◆ **REQUIRED TASK**: Count the lines in the items below that contain the string "rock", treating case as significant. Give only the number.
-- begin RECORDS TO PROCESS --
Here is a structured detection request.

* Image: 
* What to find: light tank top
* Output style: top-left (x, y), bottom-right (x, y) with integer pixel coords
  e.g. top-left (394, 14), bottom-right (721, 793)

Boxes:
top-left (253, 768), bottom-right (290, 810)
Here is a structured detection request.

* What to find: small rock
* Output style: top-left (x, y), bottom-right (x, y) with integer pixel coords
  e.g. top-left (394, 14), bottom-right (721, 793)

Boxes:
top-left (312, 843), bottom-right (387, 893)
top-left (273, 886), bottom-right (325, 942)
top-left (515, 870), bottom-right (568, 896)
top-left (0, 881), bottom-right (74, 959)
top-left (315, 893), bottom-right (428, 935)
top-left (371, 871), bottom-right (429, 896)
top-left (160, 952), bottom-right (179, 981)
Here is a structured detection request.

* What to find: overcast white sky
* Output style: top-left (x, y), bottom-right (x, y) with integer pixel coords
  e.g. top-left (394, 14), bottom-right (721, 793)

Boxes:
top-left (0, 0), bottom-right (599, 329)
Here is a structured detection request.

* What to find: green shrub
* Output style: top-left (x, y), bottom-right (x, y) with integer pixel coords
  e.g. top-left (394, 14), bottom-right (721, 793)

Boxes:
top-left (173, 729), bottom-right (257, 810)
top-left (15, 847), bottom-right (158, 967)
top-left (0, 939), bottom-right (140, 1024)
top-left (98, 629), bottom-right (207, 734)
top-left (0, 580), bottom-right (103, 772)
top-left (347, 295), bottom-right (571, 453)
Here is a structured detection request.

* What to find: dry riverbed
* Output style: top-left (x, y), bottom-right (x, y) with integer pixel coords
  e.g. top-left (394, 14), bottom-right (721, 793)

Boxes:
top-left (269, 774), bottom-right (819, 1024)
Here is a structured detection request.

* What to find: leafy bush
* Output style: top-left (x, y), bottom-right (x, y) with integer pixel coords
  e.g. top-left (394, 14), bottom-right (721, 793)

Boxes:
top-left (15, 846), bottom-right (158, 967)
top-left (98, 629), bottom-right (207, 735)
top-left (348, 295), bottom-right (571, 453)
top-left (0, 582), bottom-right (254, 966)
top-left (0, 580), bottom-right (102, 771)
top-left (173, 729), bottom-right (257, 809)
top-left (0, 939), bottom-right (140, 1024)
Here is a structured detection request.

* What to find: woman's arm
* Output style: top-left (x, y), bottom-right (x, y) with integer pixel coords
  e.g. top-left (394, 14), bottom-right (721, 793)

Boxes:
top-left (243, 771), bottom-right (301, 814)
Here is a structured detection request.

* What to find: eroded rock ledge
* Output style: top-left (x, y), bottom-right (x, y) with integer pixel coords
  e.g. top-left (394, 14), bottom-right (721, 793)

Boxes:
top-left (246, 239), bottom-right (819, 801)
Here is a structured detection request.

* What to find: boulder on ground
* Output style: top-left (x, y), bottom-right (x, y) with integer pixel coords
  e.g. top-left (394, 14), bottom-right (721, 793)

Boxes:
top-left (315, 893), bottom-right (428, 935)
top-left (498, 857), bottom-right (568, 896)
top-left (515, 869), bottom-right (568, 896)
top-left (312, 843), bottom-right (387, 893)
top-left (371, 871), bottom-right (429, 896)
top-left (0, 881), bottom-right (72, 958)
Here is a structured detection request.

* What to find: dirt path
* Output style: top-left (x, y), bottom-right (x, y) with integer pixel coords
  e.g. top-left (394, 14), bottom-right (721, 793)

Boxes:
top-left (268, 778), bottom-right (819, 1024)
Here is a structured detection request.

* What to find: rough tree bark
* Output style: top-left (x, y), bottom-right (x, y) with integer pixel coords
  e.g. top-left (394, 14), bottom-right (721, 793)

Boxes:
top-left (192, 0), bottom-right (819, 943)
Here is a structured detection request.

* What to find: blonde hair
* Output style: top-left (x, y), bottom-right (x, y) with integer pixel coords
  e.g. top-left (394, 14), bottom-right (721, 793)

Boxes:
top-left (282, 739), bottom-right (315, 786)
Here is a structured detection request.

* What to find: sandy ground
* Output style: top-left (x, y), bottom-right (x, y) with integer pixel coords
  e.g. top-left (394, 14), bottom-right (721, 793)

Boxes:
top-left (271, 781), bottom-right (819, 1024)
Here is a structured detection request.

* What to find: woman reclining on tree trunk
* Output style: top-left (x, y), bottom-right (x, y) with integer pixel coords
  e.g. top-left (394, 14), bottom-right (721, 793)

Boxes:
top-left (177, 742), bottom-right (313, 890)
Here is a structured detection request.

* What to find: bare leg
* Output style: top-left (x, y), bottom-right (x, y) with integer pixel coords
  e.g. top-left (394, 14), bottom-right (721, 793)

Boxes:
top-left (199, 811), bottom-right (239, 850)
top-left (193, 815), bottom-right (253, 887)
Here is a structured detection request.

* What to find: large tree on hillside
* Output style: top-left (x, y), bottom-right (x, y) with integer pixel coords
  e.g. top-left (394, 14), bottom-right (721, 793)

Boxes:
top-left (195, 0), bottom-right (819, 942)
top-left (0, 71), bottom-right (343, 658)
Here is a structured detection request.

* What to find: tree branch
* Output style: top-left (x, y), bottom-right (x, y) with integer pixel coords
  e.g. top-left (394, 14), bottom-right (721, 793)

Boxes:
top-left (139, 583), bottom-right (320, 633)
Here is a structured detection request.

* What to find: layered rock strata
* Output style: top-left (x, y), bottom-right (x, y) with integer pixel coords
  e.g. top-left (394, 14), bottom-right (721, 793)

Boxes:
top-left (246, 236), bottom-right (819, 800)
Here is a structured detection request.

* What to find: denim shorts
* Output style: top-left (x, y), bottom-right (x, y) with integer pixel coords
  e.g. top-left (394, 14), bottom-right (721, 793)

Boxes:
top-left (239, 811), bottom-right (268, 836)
-- end RECORDS TO PROCESS --
◆ **SOLUTION FOR THIS EXERCISE**: 3